━━━━━ Extracted data

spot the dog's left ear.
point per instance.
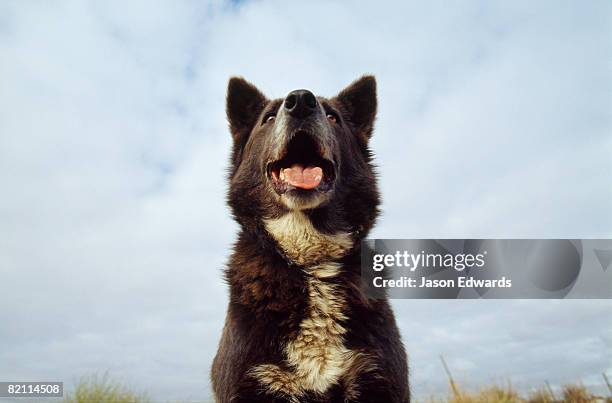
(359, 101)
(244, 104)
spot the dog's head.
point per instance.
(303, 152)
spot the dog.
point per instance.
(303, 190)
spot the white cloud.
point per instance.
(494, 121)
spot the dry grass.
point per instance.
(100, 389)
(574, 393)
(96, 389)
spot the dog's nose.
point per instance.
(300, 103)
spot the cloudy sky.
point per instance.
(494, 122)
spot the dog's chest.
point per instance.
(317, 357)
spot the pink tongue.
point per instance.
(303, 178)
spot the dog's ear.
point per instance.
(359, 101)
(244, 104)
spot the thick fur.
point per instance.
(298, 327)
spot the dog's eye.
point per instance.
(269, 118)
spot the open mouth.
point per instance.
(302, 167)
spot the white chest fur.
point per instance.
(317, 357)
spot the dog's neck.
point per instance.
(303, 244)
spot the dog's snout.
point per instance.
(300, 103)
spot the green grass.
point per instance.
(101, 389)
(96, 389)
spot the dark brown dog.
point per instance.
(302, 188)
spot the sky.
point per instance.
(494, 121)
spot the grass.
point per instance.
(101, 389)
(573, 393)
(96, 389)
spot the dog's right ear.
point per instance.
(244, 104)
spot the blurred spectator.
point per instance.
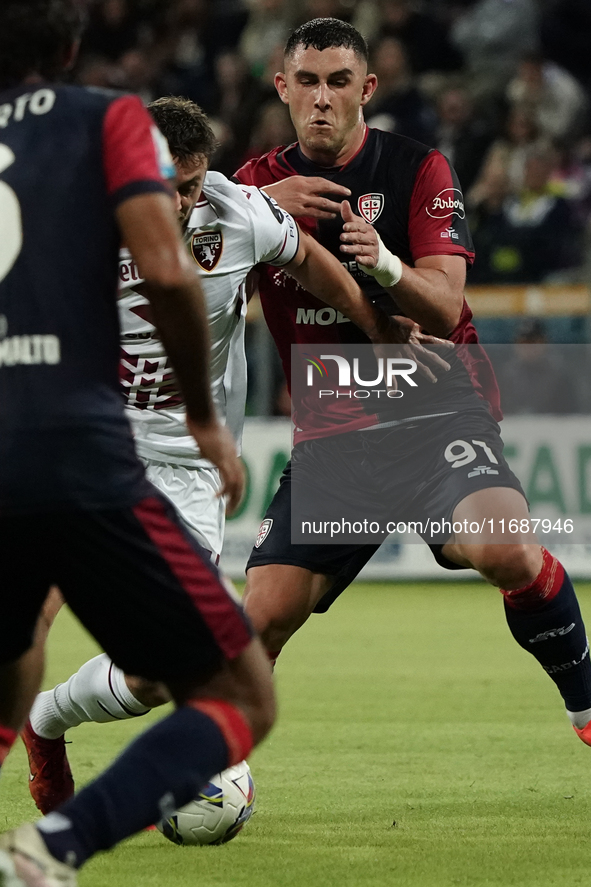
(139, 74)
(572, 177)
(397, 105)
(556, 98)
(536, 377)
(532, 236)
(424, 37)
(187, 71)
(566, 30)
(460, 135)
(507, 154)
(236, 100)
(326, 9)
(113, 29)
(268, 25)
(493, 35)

━━━━━━━━━━
━━━━━ Extracted data

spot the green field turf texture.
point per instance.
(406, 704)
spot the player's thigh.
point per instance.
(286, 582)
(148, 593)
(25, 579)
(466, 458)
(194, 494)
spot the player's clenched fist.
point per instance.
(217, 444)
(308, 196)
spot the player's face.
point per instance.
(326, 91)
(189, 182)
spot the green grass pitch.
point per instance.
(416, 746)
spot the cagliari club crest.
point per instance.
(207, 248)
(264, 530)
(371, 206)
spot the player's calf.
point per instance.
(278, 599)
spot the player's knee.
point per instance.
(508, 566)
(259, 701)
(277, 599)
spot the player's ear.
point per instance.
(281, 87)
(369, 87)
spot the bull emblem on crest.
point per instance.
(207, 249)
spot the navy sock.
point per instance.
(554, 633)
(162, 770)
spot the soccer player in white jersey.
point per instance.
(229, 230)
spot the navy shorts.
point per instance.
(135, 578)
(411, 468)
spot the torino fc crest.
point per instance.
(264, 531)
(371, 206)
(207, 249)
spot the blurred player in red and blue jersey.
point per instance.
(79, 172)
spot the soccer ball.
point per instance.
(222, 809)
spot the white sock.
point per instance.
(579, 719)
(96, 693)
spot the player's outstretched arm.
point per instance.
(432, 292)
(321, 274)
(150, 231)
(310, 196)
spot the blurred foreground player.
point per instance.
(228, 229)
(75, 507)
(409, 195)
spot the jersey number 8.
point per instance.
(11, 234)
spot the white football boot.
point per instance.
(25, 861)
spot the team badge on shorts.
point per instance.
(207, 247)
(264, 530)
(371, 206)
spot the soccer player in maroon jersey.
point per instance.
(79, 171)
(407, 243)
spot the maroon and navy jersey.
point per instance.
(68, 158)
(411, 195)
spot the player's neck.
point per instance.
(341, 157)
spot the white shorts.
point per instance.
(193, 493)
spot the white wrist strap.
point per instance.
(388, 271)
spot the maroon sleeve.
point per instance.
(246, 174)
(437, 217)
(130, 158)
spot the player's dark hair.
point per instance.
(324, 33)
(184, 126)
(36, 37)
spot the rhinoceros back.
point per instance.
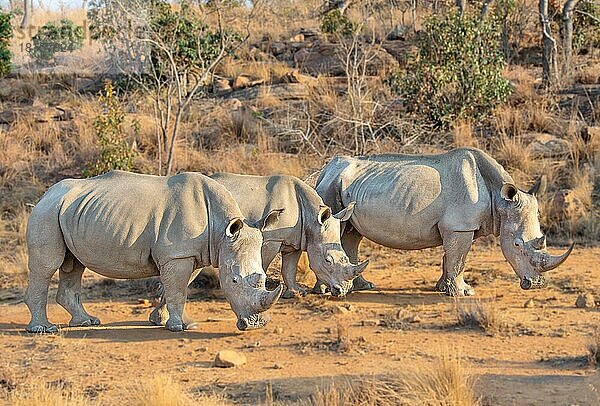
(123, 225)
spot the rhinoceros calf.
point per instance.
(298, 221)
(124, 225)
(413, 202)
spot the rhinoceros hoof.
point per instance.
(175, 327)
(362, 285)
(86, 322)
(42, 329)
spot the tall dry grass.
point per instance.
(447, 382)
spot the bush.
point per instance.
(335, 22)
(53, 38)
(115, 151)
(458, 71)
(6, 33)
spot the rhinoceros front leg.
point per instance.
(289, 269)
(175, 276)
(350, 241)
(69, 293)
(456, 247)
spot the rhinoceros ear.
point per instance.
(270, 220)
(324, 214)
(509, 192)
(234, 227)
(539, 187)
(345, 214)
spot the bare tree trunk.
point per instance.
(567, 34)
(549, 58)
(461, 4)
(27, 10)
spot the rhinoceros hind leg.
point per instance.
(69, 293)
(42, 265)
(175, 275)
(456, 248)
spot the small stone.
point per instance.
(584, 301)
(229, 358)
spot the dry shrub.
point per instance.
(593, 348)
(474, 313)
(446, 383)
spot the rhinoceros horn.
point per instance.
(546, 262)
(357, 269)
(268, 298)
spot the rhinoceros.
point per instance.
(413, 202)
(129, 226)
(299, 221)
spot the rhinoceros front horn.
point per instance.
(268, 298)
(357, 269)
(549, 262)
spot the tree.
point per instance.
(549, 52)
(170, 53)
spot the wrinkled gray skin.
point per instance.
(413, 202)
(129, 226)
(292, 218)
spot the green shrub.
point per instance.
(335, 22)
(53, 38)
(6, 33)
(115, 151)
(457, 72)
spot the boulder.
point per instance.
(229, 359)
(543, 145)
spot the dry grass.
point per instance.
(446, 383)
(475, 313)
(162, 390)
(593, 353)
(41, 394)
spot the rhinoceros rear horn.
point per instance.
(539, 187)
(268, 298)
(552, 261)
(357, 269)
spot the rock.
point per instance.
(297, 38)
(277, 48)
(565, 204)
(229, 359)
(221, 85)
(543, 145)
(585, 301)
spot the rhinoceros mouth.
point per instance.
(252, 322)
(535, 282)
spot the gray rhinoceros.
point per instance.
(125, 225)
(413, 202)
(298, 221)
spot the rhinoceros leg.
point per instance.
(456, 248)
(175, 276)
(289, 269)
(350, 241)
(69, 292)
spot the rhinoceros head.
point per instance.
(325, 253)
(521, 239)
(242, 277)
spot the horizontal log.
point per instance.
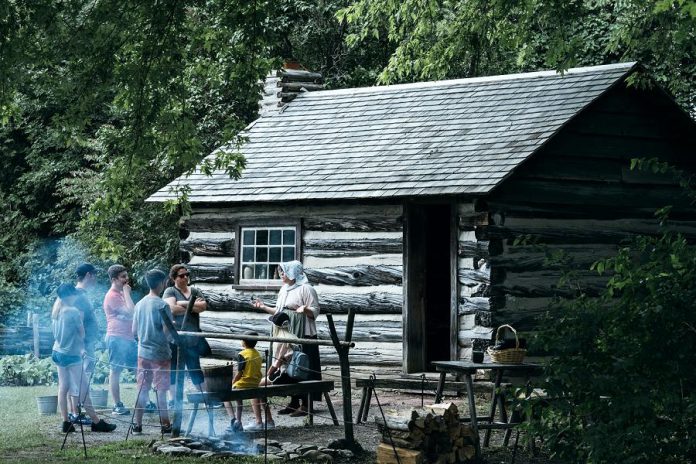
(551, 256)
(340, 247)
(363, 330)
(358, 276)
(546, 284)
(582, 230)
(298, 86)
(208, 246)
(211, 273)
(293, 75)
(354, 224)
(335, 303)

━━━━━━━━━━

Exercise task
List every line of the material above that contains the string "tree". Case matters.

The answer
spot the bare tree trunk.
spot the tree.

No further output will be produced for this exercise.